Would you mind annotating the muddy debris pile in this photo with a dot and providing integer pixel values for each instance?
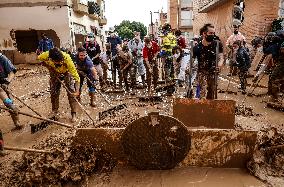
(119, 119)
(64, 164)
(242, 110)
(268, 159)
══════════
Word for word, restate every line of the listing, omitting the pictures.

RESULT:
Would you mind annotating the muddy debris pile in this photo with a dot and providing integer pixel values for each instance?
(119, 119)
(64, 164)
(242, 110)
(268, 159)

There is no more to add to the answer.